*Exercise directions:* Without including any pictures, reproduce all the lines below word for word.

*Data records:*
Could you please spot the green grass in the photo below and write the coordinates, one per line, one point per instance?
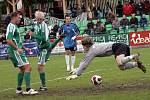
(81, 88)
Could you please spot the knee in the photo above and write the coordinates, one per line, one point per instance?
(121, 67)
(27, 68)
(40, 68)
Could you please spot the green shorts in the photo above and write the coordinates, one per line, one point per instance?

*Response to the exercise:*
Could you please spot the green grass in the photo below and write the coordinates, one per line, one point per instance?
(81, 88)
Could you please spot the knee in the photo above and write the coordinates, one per line, one point per instance?
(121, 67)
(27, 68)
(40, 68)
Could you please spot the green shorts in the photo above and write the coordinates, one per line, one point per instance?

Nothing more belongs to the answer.